* Görev 1 *
Sayfaya göre şu soruları cevaplayın:
(a) 1996 versiyonunda güzel türkü çığırdığını kanıtlayan oyuncu kimdir?
(b) Oyun hangi ülkenin dekorunda geçer?
(c) Viola, dük orsino'nun yanına hangi adla girer?
* Görev 2 *
Sayfadan bir kısmı olduğu gibi alıntılayın: "bu komedilerin en" sözlerinin geçtiği yerden başlayın, "(bkz: onikinci gece)" sözlerinden sonra durun.

* Sayfa *
########
• gemi kazası sonucunda birbirini öldü sanan biri erkek diğeri kız, iki kardeşin maiyetlerine girdikleri soylularla yaşadıkları karman çorman aşk ilişkilerini anlatan, shakespeare'in yanlış anlaşılmalar üzerine kurulu en güzel komedilerin biri. 1996'da çevirilen versiyonunda hbc*'nin yanı sıra, ben kingsley, imogen stubbs,richard e. grant de boy gösteriyorlardı. ayrıca filmde sir ben kingsley çok güzel türkü çığırdığını kanıtlıyordu.
  • ek bir bilgi olarak belirtilmelidir ki oyun italya dekorunda geçmektedir. shakespeare çoğu romantik komedyasını italya'da geçirir. en büyük yazarlık özelliklerinden biri ister italya'nın herhangi bir yeri, ister dünyanın herhangi bir noktasını işlesin; bütün karakterlerin onun yaşadığı dönemin* insanları olmasıdır.
  • william shakespear'in yazdigi isil kasapoglunun semaver kumpanyasiyla kocamustafa pasada uyarlayip sahneye koydugu muhte$em otesi guzel ve komik,eglenceli olan tiyatro
  • shakespeare komedilerinin arasinda en iyisi denebilir ama boyle birsey yoktur, cunku oyunlarin hepsi birer harikadirlar. yuksek ihtimalle zati muhterem* dilekce yazsa bile begenilirdi.

    bu komedilerin en basarili yonlerinden biri de her zaman her yerde uyarlanabilmeleridir. semaver kumpanyanin twelfth night uyarlamasi ile ilgili gorus almak icin: (bkz: onikinci gece)
  • viola ve sebastian birbirlerine son derece benzeyen ve kıyafetlerindeki farklılık olmasa, biri diğerinden ayırdedilemeyen ikiz kardeştirler. viola, bir gemi kazası sonunda ikiz erkek kardeşi sebastian'dan ayrı düşerek, illyria kıyılarına çıkar. erkek kardeşini kaybettiğinden dolayı çok üzgündür. kendisiyle birlikte kurtulan gemi kaptanı, kardeşini sağlam bir direğe bağlı olarak dalgalarla boğuşurken gördüğünü söyleyerek, viola’yı biraz olsun rahatlatır. viola, kaptan ile konuşurken bulundukları yerin dük orsino tarafından yönetildiğini ve dük’ün bir sene önce ölen erkek kardeşinin yasını tuttuğu için inzivaya çekilmiş olan lady olivia’ya umutsuzca aşık olduğunu öğrenir. korunmasız ve yapayalnız kalan viola, kaptanın da yardımıyla cesario adıyla, erkek uşak giyisileri içinde dük orsino'nun yanına girerek yakınlığını kazanır.
########
* Veri listesi *
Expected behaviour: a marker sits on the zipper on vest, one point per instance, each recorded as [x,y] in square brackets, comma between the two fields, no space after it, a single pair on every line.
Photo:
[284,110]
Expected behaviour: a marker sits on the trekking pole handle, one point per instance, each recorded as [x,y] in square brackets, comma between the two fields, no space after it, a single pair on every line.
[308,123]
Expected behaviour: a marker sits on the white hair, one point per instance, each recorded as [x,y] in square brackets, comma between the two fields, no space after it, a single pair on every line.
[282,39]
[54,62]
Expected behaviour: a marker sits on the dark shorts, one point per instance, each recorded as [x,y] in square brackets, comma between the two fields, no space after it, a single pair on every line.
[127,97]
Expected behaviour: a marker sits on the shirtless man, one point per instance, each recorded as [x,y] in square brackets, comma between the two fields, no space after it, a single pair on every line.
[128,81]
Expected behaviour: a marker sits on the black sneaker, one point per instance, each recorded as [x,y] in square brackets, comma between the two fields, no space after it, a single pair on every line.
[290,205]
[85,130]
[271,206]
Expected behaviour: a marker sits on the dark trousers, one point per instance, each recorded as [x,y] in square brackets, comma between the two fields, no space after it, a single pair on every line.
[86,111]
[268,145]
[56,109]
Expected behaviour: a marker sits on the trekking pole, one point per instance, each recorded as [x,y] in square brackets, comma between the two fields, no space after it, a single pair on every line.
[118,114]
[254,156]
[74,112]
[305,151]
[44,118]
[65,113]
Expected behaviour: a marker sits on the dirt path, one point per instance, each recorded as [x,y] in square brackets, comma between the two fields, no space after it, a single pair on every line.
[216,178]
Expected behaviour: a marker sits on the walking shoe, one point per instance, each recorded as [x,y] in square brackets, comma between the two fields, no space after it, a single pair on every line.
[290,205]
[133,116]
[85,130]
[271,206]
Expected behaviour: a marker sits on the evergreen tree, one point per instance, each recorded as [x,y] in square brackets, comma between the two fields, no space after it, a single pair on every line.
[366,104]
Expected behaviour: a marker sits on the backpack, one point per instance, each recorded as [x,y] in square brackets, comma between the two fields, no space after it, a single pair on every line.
########
* Görevin cevabı 1 *
(a) Sir ben kingsley
(b) İtalya
(c) Cesario

* Görevin cevabı 2 *
bu komedilerin en basarili yonlerinden biri de her zaman her yerde uyarlanabilmeleridir. semaver kumpanyanin twelfth night uyarlamasi ile ilgili gorus almak icin: (bkz: onikinci gece)